Creators of privacy preserving LBSs want to be able to quantify the level of privacy a certain feature is able to achieve. Consumers of said privacy services also need such quantitative and qualitative measures to determine which services offer the most protection. Privacy is oftentimes a very abstract concept and does not lend itself easily to comparisons across different services. Nevertheless, it is possible to have metrics through which these services can be classified and categorized.

Privacy-enhancing technologies are often in direct opposition to quality of service. If a certain service is only able to provide accurate information by having access to individuals' personal data, enhancing the privacy of individuals might interfere with the quality of the service. This is especially relevant for LBSs, where increased resolution of location information is even more intrusive for the privacy of individuals. If researchers, creators and consumers are to navigate this trade-off between privacy and quality of service, they need to have access to privacy evaluation metrics. The following section describes various metrics to quantify privacy and, by extension, quality of service in LBSs.

\subsection{Location privacy and query privacy} % Tobias

\emph{Location privacy} is a term used to describe a user's private information which is directly related to location information. If a LBS provider knows the location of one user, it is able to infer additional information about the user. Location privacy is, therefore, concerned with two major questions \cite{shin_privacy_2012}:
\begin{itemize}
    \item Can a user be accurately located?
    \item Can additional information such as a user's habits or interests be inferred from the location data?
\end{itemize}

\emph{Query privacy}, on the other hand, concerns itself with private information a LBS provider is able to gain from observing a user's queries to its services. Queries in this context are requests a user issues to a LBS provider to get information about the user's surroundings. For example, a user can request all restaurants in a specific radius around their location. A slightly different query could be one where the user asks for the closest gas station. For query privacy we are interested in two different questions \cite{shin_privacy_2012}:
\begin{itemize}
    \item Can a user be identified?

- [Goal of the exercise] Write out everything in the location-privacy text from "Privacy-enhancing technologies are" down to "service in LBSs.", swapping "trade-off" for "balance".

- [Excerpted records]

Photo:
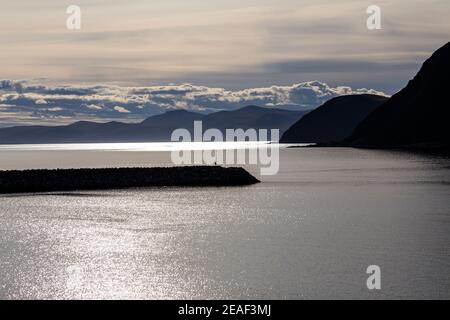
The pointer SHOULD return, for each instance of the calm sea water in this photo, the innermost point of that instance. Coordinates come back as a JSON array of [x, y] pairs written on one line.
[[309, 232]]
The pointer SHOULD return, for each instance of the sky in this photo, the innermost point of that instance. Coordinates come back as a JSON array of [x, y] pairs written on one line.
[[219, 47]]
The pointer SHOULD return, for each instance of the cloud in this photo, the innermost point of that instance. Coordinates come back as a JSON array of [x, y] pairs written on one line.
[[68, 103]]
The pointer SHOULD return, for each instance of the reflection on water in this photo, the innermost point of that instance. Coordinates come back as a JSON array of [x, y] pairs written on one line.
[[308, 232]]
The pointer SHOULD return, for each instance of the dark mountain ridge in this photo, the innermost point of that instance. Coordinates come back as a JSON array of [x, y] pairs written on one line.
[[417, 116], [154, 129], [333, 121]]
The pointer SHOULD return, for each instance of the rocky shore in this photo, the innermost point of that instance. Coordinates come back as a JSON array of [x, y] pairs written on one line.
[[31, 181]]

...

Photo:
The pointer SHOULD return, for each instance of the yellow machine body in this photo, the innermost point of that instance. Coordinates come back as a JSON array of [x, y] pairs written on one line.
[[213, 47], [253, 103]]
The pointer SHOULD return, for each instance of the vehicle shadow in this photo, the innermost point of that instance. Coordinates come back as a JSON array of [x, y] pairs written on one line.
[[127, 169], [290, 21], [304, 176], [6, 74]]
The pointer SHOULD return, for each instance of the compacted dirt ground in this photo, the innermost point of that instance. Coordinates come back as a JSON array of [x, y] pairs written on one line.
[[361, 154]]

--

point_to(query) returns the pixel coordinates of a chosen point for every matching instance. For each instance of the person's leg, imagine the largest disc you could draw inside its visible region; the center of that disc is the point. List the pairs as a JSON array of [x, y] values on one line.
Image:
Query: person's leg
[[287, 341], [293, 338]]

- [Full response]
Privacy-enhancing technologies are often in direct opposition to quality of service. If a certain service is only able to provide accurate information by having access to individuals' personal data, enhancing the privacy of individuals might interfere with the quality of the service. This is especially relevant for LBSs, where increased resolution of location information is even more intrusive for the privacy of individuals. If researchers, creators and consumers are to navigate this balance between privacy and quality of service, they need to have access to privacy evaluation metrics. The following section describes various metrics to quantify privacy and, by extension, quality of service in LBSs.